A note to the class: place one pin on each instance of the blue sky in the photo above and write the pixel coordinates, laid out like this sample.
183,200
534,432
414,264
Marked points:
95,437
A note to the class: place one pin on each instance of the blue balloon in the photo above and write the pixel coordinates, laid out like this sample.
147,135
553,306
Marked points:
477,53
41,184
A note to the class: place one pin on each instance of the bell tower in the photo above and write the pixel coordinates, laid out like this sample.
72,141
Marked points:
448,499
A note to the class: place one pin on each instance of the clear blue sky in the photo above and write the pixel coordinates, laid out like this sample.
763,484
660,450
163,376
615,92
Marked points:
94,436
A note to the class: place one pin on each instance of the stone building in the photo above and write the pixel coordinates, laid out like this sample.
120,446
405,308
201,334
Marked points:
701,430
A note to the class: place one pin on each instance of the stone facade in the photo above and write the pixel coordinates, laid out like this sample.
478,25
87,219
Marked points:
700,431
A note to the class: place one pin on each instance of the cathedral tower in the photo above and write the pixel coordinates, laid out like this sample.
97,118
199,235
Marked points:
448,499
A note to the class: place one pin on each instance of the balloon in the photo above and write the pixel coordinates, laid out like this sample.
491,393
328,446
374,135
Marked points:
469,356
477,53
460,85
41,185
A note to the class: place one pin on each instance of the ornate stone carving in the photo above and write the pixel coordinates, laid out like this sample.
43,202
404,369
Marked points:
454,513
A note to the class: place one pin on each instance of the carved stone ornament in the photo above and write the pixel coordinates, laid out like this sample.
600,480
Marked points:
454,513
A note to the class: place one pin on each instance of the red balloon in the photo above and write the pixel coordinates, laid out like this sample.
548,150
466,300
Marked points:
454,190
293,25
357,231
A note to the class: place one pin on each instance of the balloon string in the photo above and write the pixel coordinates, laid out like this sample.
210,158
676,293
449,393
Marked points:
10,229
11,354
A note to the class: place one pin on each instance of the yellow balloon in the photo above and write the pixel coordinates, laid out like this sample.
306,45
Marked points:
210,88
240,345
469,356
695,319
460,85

····················

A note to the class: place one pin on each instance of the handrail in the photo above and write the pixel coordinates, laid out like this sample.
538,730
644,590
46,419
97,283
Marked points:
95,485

····················

• **AIM OF THE TASK**
If a line in the material holds "stone", copy it.

• **ANSWER TO THIS EXERCISE**
A note to the class: place one pin on each instance of the stone building in the photo above and write the pixel coordinates, laid out like this sample.
A note to the class: place one pin on each instance of the stone facade in the photo above and write the pixel coordinates, laid out like this sample.
A note to the class: place one pin on each instance of the ornate stone carving in the photo above and write the pixel coordinates, laid out like this sample.
A note to the class: place one pin on each instance of the carved stone ornament in the photo above and write the pixel coordinates, laid out like this sample.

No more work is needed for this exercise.